* [WORK TASK]: All records below must be retyped exactly.

* [Phrase grounding data]:
★ ★ ★ ★ ★
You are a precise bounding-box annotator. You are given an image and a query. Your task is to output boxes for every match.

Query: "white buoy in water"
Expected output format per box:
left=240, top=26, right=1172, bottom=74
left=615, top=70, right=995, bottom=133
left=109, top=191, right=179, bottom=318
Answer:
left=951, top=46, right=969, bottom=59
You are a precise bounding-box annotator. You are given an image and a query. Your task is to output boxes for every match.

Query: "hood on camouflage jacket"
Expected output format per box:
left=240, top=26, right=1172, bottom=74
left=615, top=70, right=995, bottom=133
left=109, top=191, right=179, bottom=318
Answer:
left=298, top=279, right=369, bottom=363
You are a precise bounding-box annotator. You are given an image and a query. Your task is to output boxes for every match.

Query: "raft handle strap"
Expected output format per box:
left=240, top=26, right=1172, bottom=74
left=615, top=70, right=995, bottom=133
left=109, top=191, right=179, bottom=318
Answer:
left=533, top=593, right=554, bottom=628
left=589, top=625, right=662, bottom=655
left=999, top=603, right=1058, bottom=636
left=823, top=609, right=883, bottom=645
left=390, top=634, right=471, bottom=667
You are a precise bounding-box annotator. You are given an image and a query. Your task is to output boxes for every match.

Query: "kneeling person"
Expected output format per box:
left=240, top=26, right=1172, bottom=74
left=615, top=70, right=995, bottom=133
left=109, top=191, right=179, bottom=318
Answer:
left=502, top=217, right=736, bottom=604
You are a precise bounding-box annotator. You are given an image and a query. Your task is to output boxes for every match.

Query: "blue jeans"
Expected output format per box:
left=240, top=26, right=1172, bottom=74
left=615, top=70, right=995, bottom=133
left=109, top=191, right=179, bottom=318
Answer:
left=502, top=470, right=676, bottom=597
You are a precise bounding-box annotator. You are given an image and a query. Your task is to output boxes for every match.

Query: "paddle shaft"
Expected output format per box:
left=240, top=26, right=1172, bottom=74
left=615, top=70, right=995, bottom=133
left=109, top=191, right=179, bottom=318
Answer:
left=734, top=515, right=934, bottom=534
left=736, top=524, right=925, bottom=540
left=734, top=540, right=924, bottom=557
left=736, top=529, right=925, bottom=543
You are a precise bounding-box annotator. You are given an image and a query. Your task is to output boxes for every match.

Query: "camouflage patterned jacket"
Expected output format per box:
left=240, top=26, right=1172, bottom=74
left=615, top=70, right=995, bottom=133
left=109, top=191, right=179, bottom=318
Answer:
★ ★ ★ ★ ★
* [RESULT]:
You are a precise bounding-box annotator. You are given an image and a query. Your task is to output boxes for every match.

Query: "white buoy in water"
Expected output format per box:
left=240, top=26, right=1172, bottom=74
left=615, top=70, right=995, bottom=133
left=109, top=191, right=179, bottom=318
Answer:
left=951, top=46, right=969, bottom=59
You are a precise bounding-box annotator. You are given an image and a query. Your task is to output boxes for every match.

Query: "hood on camouflage jacket"
Expected output format per box:
left=240, top=26, right=1172, bottom=74
left=615, top=70, right=995, bottom=133
left=109, top=191, right=179, bottom=318
Answer:
left=298, top=279, right=369, bottom=363
You are a precise bounding-box annotator. You are given an image and a query. Your task is to output boxes for every match.

Query: "raft handle strap"
Expected output format per box:
left=240, top=26, right=1172, bottom=74
left=615, top=70, right=995, bottom=133
left=109, top=191, right=179, bottom=318
Answer:
left=533, top=593, right=554, bottom=628
left=589, top=625, right=662, bottom=655
left=999, top=603, right=1058, bottom=636
left=823, top=609, right=883, bottom=645
left=390, top=634, right=471, bottom=667
You are a precise bounding-box annotator. You are given an image and a query. Your task is to output boxes for every match.

Query: "kneeling person"
Expected output format per box:
left=240, top=26, right=1172, bottom=74
left=615, top=70, right=995, bottom=133
left=109, top=191, right=179, bottom=318
Answer:
left=502, top=217, right=736, bottom=604
You are a precise bounding-box annotator. You are given an image and a query. Your task is to output boxes for every match.

Query: "blue jeans"
Expected output format per box:
left=240, top=26, right=1172, bottom=74
left=615, top=70, right=995, bottom=133
left=109, top=191, right=179, bottom=318
Answer:
left=502, top=470, right=676, bottom=597
You are a precise bounding-box annotator. You are given an image and a query. Your task is to output boxes for every match.

Query: "paddle shaft"
Expected output format per box:
left=240, top=26, right=1172, bottom=74
left=615, top=70, right=995, bottom=133
left=109, top=191, right=179, bottom=318
Answer:
left=734, top=515, right=934, bottom=534
left=736, top=524, right=925, bottom=540
left=734, top=540, right=924, bottom=557
left=736, top=529, right=925, bottom=543
You are a precise bounding-box annotator. You are given an image and a query. Your task is to output boxes for every match.

Query: "camouflage patterned jacket"
Expected output format per box:
left=240, top=26, right=1172, bottom=74
left=615, top=70, right=995, bottom=133
left=109, top=191, right=179, bottom=318
Answer:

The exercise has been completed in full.